Provide only the number of lines in the following data that contain "window".

● **Supplied material**:
==================================================

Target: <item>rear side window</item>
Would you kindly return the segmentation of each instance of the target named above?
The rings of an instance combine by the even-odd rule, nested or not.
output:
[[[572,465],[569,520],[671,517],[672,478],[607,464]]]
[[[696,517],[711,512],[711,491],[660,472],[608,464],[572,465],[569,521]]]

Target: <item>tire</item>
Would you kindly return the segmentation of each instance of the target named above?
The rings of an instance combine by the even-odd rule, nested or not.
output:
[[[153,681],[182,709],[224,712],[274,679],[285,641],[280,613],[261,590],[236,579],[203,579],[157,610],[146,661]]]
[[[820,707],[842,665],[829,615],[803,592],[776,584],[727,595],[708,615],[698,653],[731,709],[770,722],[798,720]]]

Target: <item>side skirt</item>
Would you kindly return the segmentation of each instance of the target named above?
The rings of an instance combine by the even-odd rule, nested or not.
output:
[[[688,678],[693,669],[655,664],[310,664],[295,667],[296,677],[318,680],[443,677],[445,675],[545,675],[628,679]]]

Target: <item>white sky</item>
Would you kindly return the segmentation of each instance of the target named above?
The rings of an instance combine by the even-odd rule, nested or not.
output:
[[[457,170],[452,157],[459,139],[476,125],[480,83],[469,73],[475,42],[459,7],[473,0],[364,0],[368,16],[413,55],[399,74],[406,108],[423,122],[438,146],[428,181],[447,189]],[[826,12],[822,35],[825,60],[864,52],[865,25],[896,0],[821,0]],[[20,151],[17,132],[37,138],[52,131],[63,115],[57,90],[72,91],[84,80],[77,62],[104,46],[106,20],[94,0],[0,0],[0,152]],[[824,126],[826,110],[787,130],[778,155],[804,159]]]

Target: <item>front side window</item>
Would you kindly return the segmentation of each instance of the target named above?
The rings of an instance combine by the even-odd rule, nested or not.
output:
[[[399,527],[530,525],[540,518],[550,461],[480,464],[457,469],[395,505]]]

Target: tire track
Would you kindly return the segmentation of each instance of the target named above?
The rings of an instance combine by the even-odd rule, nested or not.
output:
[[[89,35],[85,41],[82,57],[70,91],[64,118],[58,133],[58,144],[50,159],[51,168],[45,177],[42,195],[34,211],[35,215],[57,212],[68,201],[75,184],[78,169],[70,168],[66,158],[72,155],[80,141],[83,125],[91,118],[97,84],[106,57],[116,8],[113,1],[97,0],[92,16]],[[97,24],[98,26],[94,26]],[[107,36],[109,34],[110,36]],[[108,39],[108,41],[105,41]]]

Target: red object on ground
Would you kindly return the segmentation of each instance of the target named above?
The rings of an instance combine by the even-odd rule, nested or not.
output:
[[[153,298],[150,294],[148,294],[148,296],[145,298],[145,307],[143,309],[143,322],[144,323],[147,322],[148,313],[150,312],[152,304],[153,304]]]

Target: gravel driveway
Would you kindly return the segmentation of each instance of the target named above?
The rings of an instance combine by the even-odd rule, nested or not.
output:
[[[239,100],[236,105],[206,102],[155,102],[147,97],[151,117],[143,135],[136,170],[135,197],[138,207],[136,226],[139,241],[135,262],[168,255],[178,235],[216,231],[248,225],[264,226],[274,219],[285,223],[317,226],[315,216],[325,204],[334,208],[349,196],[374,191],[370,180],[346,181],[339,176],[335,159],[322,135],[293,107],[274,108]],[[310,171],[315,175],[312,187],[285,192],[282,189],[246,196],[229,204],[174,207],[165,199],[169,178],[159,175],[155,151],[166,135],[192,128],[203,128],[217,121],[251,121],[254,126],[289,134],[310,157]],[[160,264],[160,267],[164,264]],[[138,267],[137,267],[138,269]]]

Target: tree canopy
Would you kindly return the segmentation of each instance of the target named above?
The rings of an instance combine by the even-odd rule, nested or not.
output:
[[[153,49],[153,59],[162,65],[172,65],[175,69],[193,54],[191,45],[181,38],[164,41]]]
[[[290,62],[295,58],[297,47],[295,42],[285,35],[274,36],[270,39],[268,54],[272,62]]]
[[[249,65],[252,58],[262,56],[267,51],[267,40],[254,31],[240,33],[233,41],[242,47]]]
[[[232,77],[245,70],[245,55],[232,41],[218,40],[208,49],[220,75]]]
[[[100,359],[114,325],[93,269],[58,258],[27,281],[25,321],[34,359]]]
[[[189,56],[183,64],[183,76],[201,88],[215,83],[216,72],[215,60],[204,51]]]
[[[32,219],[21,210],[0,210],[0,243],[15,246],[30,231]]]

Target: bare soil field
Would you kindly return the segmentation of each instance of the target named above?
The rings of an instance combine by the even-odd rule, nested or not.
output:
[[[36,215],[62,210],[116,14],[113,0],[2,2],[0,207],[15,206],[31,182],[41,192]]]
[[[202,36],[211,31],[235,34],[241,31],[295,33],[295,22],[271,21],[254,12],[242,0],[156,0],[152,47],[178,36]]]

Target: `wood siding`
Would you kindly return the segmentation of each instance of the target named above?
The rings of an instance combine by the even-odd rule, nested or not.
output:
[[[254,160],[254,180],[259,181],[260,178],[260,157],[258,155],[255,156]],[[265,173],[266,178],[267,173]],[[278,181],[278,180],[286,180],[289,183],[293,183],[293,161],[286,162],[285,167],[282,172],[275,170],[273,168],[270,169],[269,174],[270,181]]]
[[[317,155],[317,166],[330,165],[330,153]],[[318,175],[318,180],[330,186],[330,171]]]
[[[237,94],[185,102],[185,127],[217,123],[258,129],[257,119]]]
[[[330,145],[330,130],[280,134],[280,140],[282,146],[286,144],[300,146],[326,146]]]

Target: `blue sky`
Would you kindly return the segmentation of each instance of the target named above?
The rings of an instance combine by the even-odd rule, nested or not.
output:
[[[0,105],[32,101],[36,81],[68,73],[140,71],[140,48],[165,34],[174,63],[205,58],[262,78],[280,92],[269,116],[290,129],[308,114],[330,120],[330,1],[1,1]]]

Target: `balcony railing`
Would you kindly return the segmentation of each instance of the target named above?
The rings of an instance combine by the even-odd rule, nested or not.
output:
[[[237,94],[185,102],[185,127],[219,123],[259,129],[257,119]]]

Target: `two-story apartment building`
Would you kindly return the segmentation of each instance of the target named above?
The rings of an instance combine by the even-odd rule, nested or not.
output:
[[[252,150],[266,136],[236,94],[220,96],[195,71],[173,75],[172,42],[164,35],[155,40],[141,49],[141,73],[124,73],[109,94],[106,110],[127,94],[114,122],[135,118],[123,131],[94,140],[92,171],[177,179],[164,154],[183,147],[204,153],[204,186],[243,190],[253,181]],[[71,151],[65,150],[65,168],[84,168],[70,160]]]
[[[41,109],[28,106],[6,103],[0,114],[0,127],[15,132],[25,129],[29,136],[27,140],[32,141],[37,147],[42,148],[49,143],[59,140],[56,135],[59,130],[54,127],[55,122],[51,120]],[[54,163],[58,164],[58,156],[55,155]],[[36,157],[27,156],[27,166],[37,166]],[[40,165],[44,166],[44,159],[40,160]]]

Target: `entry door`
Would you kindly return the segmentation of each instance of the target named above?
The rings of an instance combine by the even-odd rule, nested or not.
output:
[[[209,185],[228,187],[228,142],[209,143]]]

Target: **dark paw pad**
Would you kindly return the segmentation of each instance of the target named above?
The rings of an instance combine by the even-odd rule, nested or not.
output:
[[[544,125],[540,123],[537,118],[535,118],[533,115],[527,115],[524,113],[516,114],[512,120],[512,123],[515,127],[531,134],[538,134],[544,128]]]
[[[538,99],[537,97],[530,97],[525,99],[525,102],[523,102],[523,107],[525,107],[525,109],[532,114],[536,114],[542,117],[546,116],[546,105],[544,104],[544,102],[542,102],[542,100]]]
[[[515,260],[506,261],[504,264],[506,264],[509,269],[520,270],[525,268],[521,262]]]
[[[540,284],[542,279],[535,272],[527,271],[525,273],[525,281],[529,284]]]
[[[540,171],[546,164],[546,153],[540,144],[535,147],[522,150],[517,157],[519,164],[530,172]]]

==================================================

● **Output of the exercise**: 2